[WHAT TO PRODUCE] Your answer should hold each line of the material that contains the word "person".

==========

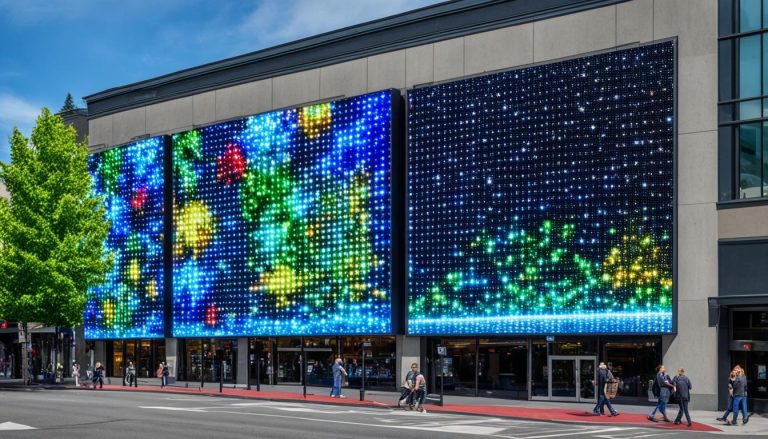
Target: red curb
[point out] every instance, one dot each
(528, 413)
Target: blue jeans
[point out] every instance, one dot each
(728, 408)
(336, 389)
(602, 401)
(739, 401)
(661, 407)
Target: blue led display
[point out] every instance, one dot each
(541, 199)
(282, 223)
(129, 304)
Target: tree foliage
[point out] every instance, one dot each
(52, 229)
(69, 104)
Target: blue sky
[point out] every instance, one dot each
(49, 48)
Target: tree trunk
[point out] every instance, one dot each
(24, 340)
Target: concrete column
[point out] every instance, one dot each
(100, 352)
(243, 350)
(408, 351)
(171, 357)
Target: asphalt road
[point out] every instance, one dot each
(105, 414)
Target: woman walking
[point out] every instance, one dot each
(683, 385)
(739, 393)
(729, 407)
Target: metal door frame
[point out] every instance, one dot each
(577, 374)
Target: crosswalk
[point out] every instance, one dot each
(397, 419)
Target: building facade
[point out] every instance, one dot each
(716, 228)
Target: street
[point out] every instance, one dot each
(102, 414)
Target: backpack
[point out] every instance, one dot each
(656, 389)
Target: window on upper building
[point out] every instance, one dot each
(743, 99)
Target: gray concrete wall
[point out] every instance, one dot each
(692, 22)
(408, 352)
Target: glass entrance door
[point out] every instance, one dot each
(570, 378)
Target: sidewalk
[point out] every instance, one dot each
(634, 415)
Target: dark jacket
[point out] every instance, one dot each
(665, 383)
(684, 387)
(603, 375)
(740, 386)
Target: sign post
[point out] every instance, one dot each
(442, 352)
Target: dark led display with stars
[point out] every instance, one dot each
(541, 199)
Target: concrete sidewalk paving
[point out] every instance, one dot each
(704, 421)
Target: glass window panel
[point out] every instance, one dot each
(749, 66)
(765, 159)
(749, 15)
(749, 161)
(749, 109)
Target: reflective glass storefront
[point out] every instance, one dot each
(145, 354)
(206, 360)
(561, 369)
(279, 360)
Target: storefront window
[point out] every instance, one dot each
(633, 363)
(380, 370)
(503, 368)
(289, 360)
(539, 369)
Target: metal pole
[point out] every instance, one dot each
(362, 375)
(248, 367)
(202, 364)
(258, 367)
(303, 365)
(221, 374)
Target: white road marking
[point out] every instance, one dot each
(8, 426)
(584, 431)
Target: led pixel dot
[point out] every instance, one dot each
(282, 223)
(541, 199)
(129, 304)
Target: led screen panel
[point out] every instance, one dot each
(129, 304)
(282, 222)
(541, 199)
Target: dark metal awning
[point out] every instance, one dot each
(718, 302)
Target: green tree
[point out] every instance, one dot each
(51, 230)
(69, 104)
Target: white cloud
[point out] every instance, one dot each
(284, 21)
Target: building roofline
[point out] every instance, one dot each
(425, 25)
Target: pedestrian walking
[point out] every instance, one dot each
(98, 375)
(729, 407)
(683, 385)
(76, 373)
(421, 392)
(130, 375)
(408, 387)
(338, 376)
(739, 392)
(604, 376)
(662, 387)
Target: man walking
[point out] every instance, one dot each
(740, 397)
(683, 385)
(665, 387)
(603, 376)
(338, 375)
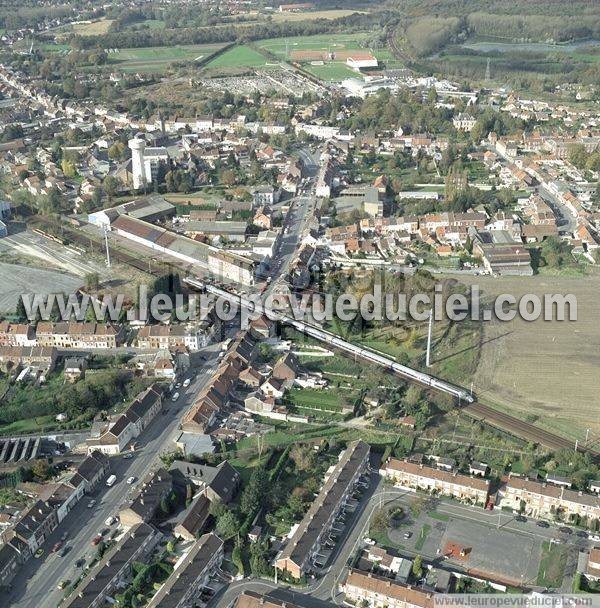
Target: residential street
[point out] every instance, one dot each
(36, 583)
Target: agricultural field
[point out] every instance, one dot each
(544, 372)
(325, 56)
(156, 59)
(314, 15)
(239, 57)
(95, 28)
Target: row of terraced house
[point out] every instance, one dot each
(553, 498)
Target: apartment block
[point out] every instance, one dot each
(547, 500)
(296, 557)
(366, 589)
(448, 483)
(114, 567)
(191, 574)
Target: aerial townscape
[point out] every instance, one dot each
(185, 187)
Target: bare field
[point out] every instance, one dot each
(546, 372)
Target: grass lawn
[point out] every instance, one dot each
(334, 71)
(95, 28)
(278, 46)
(317, 399)
(153, 59)
(238, 56)
(438, 516)
(423, 534)
(30, 425)
(552, 565)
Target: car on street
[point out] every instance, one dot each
(565, 530)
(64, 551)
(542, 524)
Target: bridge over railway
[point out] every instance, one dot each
(480, 411)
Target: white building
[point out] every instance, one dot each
(145, 162)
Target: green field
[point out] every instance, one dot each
(332, 42)
(334, 71)
(317, 399)
(239, 56)
(156, 59)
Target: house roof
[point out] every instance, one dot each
(385, 587)
(187, 572)
(426, 472)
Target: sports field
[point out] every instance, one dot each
(156, 59)
(239, 56)
(544, 371)
(325, 56)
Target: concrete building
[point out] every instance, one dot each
(541, 499)
(145, 162)
(297, 556)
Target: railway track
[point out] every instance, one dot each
(523, 429)
(491, 416)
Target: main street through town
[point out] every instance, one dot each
(37, 581)
(36, 584)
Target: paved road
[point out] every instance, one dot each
(36, 583)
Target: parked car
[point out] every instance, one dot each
(565, 530)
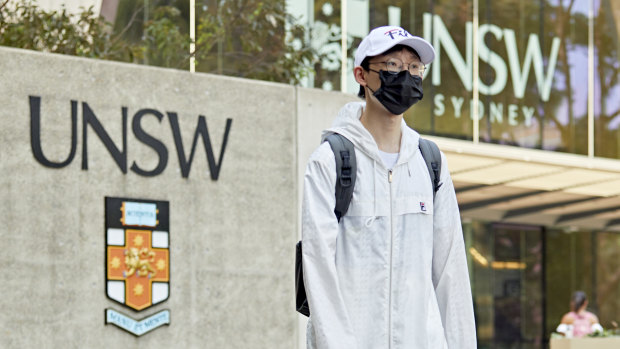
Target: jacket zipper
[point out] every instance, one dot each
(391, 252)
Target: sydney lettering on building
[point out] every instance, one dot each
(519, 71)
(119, 153)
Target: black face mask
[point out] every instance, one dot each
(398, 92)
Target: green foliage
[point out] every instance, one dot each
(239, 38)
(27, 26)
(247, 38)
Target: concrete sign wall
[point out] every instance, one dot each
(223, 152)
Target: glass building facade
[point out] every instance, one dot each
(547, 79)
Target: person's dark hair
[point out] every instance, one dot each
(365, 65)
(578, 300)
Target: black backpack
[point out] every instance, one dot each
(346, 168)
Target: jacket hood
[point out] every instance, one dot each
(348, 124)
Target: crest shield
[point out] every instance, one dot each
(137, 252)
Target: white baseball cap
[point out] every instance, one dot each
(382, 39)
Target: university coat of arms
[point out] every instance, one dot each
(137, 256)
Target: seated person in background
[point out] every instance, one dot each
(579, 322)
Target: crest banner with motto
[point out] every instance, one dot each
(137, 252)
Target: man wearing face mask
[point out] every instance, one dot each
(390, 273)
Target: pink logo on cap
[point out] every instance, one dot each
(397, 32)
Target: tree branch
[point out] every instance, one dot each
(131, 20)
(4, 4)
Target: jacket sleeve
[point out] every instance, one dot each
(328, 314)
(450, 273)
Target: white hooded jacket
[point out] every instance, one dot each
(392, 273)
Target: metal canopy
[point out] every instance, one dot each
(529, 186)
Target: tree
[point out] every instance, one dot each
(250, 39)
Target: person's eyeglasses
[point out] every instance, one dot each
(395, 65)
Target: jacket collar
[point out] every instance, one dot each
(348, 124)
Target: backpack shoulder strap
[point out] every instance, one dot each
(346, 168)
(432, 157)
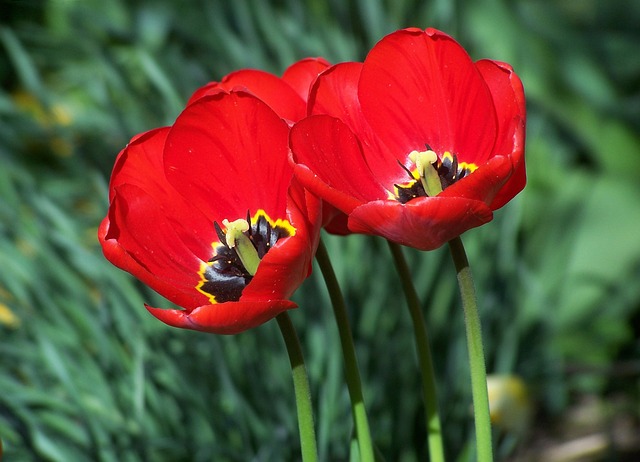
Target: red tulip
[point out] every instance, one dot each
(418, 95)
(174, 193)
(287, 95)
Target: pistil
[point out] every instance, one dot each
(237, 240)
(425, 165)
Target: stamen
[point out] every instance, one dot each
(236, 239)
(429, 177)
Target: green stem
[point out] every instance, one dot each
(476, 353)
(301, 387)
(348, 350)
(434, 429)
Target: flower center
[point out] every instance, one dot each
(236, 256)
(432, 174)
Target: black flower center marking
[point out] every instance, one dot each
(224, 276)
(448, 169)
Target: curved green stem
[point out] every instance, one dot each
(301, 387)
(476, 352)
(348, 350)
(434, 429)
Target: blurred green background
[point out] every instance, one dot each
(87, 375)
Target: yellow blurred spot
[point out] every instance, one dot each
(509, 402)
(7, 317)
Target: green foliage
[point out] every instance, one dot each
(86, 374)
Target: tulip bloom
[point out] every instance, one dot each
(207, 213)
(287, 95)
(417, 144)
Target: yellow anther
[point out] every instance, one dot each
(240, 242)
(429, 177)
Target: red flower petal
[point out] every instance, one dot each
(331, 164)
(228, 154)
(301, 74)
(424, 223)
(138, 238)
(484, 183)
(421, 87)
(223, 318)
(273, 90)
(508, 97)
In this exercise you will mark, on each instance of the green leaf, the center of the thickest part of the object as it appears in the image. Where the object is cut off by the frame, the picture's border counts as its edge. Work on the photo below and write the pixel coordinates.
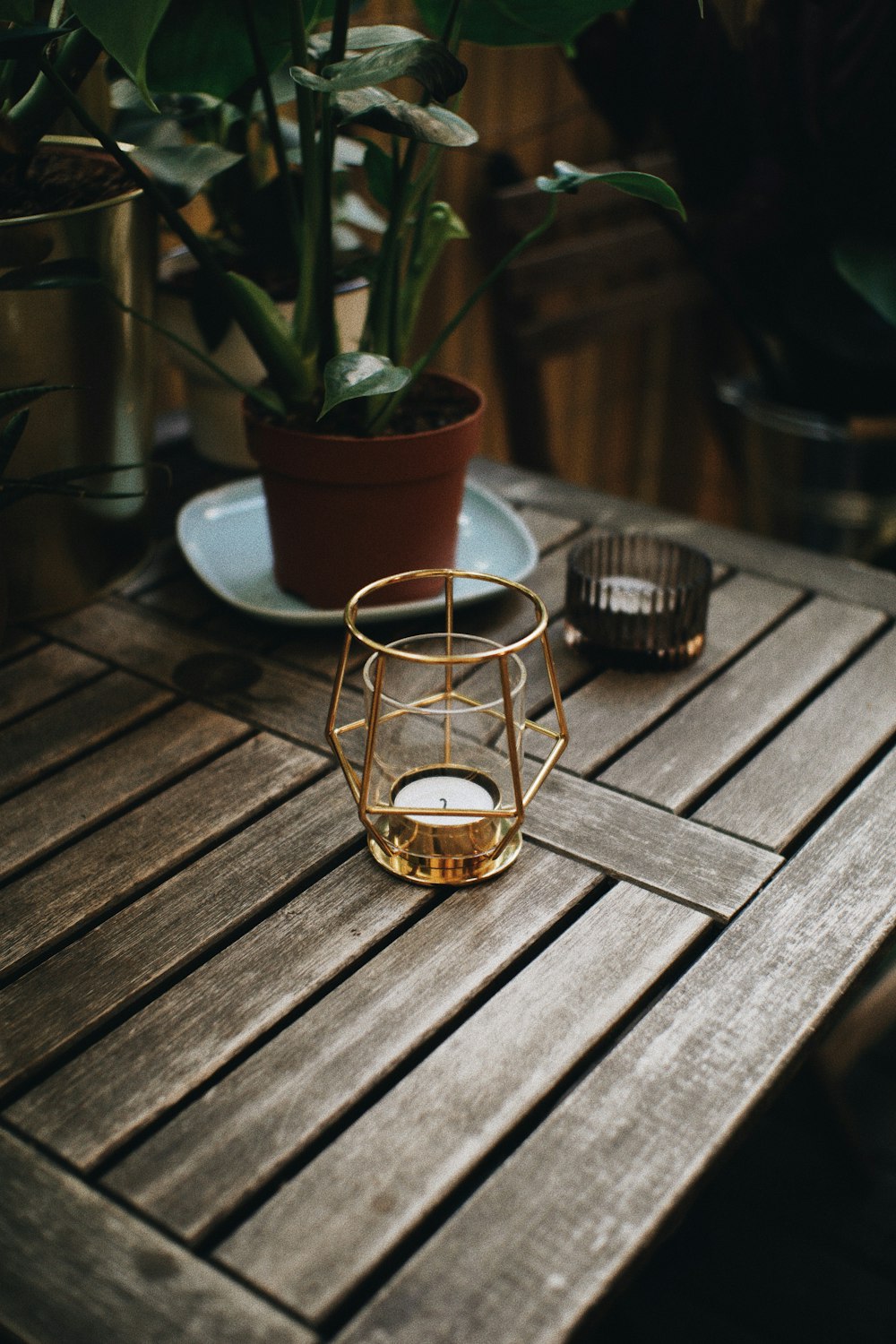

==========

[PROBLEM SOLUTION]
Target: person's dark hair
Target: seated person in background
Target: person's eyeglasses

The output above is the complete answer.